Task »
For this exercise, output the line containing "Look at the photograph above. For each instance of the building" and all lines after it to the end of the records, exactly, with no other content.

Records shown »
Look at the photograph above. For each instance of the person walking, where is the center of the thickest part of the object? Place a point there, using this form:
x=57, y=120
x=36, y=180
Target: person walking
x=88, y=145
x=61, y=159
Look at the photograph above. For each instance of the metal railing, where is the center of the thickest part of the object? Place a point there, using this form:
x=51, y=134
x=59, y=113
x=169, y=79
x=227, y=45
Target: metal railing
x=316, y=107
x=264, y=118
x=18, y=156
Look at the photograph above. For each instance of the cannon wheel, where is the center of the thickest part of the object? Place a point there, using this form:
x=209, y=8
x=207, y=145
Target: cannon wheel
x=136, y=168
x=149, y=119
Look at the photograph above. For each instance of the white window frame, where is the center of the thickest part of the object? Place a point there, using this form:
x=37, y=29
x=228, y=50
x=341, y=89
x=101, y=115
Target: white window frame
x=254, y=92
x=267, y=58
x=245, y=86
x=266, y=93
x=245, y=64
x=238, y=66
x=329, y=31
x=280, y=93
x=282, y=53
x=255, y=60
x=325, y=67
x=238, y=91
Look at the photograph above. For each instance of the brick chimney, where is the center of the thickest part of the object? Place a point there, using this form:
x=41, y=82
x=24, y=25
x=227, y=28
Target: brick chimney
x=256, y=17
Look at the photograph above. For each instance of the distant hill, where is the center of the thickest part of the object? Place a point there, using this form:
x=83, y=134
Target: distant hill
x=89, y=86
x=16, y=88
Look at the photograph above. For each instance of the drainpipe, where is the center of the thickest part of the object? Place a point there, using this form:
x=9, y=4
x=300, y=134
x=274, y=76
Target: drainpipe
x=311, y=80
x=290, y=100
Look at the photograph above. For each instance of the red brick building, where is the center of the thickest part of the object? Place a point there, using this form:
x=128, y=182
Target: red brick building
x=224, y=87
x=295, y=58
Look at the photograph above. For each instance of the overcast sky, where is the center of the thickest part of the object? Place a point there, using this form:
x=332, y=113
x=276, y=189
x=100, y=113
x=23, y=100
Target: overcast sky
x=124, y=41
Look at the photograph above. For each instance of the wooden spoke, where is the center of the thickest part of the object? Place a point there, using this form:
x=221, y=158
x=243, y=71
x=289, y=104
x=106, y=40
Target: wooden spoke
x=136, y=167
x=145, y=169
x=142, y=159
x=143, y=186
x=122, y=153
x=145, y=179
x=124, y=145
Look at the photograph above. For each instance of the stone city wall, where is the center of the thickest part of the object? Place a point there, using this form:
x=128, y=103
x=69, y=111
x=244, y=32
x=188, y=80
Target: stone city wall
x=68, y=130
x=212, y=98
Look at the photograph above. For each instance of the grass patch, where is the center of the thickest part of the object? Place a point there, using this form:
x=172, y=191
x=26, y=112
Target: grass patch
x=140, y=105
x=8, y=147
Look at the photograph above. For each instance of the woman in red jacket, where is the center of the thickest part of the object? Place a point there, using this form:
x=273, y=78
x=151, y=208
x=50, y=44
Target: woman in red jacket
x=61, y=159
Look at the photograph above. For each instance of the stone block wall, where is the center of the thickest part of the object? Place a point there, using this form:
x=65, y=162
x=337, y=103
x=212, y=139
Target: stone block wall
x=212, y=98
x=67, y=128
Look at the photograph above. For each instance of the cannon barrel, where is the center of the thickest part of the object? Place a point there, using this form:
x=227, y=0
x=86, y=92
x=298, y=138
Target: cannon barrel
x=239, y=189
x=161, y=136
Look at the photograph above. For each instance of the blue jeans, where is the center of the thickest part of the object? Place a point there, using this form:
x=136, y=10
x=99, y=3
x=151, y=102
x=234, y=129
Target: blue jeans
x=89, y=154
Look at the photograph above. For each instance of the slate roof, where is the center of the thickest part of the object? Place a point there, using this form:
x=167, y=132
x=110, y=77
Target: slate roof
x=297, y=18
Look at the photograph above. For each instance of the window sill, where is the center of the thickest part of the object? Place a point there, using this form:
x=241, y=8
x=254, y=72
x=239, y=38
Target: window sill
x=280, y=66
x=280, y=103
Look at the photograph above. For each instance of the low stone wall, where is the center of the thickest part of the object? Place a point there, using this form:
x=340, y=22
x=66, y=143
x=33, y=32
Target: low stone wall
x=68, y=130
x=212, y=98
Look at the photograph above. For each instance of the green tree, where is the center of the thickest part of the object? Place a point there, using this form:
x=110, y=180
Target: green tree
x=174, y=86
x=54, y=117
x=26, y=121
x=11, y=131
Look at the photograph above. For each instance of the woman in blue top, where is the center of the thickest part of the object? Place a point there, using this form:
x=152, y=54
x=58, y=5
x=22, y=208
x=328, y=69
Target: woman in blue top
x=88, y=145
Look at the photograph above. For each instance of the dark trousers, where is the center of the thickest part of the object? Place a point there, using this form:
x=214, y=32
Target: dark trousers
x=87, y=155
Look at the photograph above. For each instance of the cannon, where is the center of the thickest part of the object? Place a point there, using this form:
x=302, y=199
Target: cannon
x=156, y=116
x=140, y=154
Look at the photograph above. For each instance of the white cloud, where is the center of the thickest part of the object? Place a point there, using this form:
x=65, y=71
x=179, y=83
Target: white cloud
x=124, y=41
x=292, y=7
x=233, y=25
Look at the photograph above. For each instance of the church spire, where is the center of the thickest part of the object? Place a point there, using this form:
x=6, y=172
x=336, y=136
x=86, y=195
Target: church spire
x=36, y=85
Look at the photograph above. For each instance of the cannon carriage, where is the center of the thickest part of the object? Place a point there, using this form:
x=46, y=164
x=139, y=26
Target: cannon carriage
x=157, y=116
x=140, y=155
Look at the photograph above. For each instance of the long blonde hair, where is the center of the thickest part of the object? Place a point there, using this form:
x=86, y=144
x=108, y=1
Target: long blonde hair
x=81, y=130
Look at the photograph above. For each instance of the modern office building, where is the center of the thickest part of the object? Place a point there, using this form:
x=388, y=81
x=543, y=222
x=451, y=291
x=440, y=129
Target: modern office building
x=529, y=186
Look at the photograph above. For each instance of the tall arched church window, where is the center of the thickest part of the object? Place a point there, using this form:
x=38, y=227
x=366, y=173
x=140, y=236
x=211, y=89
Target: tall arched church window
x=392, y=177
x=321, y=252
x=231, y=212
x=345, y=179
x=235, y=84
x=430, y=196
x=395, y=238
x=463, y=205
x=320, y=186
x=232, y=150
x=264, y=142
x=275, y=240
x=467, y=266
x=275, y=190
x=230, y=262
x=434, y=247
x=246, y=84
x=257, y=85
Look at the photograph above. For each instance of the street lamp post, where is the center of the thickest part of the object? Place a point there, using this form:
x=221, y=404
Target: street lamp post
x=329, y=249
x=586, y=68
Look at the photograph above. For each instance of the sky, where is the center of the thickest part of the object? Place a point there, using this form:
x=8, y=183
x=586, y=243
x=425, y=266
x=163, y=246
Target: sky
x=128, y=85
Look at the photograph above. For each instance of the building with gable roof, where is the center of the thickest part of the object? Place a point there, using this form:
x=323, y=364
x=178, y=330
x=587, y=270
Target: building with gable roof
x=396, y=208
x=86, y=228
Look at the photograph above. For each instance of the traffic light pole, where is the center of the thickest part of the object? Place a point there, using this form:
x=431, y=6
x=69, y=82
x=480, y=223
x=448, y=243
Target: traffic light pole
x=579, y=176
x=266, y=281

Task response »
Look at the photograph above. For each instance of the building with gable roof, where is the center of the thickest part of the object? Place a point there, using this form:
x=323, y=364
x=178, y=330
x=587, y=270
Target: building with gable roof
x=396, y=208
x=86, y=228
Look at the photograph above. For each instance of the traffic light pole, where is the center of the thickest part of the object? Place a point there, using this form:
x=431, y=6
x=69, y=82
x=480, y=223
x=448, y=243
Target: traffic light pole
x=579, y=176
x=266, y=281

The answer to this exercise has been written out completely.